-- Excerpted records follows --

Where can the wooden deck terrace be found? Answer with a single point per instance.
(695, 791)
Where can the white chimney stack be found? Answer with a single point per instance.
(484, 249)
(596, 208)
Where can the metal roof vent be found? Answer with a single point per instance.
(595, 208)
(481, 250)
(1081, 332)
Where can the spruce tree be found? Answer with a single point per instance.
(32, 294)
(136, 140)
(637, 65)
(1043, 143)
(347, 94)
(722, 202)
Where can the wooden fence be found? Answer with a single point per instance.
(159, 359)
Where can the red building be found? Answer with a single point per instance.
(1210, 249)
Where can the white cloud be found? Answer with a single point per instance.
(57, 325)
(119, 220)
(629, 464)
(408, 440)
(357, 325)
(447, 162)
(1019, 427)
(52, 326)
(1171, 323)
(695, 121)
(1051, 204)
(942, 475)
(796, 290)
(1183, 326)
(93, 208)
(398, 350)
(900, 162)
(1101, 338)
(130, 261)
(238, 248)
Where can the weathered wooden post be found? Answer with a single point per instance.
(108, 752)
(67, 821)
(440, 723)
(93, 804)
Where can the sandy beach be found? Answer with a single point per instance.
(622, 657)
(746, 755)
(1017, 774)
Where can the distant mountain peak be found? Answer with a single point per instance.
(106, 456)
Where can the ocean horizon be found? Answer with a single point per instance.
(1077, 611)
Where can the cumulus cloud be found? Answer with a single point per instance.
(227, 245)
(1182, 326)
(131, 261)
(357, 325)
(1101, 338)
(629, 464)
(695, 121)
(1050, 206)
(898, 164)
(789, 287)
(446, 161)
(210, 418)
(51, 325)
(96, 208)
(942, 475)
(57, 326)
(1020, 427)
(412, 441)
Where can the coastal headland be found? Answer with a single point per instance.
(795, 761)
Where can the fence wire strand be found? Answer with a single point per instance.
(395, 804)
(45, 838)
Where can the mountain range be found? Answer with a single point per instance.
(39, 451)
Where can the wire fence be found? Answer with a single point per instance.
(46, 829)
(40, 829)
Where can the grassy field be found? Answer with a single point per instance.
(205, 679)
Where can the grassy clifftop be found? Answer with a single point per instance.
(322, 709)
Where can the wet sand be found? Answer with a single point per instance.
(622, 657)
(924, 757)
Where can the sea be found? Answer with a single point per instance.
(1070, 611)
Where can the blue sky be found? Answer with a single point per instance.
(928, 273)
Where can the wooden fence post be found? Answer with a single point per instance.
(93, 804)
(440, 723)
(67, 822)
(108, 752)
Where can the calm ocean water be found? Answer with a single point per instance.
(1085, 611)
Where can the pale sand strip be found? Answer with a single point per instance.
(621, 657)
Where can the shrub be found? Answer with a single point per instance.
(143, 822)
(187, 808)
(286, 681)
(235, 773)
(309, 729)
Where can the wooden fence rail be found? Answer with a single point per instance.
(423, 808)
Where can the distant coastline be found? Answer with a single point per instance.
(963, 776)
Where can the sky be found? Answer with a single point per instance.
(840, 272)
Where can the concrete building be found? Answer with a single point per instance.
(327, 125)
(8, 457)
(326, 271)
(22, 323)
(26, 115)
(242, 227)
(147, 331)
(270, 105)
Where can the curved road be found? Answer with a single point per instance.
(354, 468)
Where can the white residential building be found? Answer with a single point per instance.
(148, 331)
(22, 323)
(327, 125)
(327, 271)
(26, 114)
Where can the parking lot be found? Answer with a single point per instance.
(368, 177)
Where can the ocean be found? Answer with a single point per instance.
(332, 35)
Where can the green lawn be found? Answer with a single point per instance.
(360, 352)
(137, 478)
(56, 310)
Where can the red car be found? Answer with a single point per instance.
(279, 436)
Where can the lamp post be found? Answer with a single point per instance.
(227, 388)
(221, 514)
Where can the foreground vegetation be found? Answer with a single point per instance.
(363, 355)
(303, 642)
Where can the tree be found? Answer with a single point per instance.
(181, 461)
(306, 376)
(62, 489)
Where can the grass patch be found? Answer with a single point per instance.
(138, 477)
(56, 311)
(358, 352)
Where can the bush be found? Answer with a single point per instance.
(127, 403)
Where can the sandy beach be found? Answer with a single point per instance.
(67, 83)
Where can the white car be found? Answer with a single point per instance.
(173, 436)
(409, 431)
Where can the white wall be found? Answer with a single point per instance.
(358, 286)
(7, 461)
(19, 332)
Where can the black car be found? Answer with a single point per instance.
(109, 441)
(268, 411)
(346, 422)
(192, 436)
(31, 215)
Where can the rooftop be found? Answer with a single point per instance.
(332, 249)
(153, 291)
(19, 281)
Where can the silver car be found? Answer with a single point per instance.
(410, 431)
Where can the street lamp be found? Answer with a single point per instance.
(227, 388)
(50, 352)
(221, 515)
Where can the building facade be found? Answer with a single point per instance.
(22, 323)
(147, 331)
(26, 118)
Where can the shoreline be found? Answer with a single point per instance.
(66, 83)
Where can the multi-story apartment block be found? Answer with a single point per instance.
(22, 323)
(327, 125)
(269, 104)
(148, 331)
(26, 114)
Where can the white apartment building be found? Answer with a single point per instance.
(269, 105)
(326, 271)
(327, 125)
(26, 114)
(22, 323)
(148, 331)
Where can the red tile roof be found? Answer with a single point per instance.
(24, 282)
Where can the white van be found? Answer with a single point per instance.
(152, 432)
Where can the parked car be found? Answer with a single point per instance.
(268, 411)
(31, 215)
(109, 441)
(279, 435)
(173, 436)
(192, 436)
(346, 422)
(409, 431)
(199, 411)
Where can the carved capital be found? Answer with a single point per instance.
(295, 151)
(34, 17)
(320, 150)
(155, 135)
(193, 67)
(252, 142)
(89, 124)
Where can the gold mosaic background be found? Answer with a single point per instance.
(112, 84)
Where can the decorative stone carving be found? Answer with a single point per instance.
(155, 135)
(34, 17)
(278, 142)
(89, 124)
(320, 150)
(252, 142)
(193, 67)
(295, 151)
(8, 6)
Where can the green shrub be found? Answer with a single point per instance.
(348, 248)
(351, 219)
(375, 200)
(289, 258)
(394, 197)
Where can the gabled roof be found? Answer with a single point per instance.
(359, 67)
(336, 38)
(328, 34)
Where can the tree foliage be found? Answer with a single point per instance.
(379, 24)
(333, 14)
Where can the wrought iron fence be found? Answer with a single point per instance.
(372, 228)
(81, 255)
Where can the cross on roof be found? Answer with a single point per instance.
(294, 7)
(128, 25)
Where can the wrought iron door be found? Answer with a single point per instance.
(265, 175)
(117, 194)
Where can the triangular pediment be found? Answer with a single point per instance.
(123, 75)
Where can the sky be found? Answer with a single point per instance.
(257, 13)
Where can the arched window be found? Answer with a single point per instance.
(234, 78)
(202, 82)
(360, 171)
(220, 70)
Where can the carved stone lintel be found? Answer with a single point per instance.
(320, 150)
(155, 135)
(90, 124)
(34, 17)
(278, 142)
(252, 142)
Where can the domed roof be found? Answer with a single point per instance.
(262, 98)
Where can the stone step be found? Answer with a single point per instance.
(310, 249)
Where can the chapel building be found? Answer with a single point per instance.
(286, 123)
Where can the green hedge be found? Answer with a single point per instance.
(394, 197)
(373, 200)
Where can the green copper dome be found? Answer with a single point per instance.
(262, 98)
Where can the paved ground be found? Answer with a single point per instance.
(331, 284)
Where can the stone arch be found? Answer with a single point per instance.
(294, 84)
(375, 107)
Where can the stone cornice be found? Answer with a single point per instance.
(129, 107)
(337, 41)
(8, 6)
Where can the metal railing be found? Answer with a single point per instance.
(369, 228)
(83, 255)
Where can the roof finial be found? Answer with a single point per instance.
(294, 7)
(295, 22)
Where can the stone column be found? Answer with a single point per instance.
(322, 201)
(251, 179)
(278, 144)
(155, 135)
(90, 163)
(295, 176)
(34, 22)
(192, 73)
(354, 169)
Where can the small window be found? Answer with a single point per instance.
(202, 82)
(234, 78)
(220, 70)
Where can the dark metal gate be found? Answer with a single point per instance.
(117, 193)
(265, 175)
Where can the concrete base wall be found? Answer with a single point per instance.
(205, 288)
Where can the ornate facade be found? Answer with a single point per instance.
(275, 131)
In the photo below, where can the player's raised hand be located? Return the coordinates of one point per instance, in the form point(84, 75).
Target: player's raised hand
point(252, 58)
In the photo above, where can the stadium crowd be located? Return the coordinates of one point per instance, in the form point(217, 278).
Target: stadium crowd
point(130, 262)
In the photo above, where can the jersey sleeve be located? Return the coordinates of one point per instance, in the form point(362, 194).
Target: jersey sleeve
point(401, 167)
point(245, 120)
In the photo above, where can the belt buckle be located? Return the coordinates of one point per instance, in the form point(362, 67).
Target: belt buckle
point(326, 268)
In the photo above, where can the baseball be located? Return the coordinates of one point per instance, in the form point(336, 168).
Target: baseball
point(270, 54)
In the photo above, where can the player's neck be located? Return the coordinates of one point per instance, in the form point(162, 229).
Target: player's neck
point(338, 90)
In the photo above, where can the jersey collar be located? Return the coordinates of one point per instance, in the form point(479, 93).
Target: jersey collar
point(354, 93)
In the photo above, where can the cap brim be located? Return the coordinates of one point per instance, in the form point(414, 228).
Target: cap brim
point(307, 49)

-- Excerpted records concluded --

What is required:
In the material above, locate the line containing "In the photo above, where can the stadium" and the line containing "In the photo above, where can the jersey sleeve". Transcribe exactly those two lines and every line between them, and nothing more.

Result for this exercise:
In the photo above, where can the stadium crowd be located? Return the coordinates of one point per instance, in the form point(217, 278).
Target: stadium crowd
point(130, 262)
In the photo above, where can the jersey sleeve be located? Return the coordinates of one point per instance, in the form point(362, 194).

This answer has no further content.